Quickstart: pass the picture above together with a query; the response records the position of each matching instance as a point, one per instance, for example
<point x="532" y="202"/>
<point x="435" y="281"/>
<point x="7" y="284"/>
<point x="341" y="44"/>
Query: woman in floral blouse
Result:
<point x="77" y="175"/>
---+---
_Required action_:
Transcribe each of the records above exactly.

_Answer section_:
Quickstart: pass the picture above together with a query; the response records the position of each matching instance as a point, one per instance, for example
<point x="532" y="202"/>
<point x="435" y="281"/>
<point x="7" y="284"/>
<point x="341" y="44"/>
Query: woman in floral blouse
Result:
<point x="77" y="175"/>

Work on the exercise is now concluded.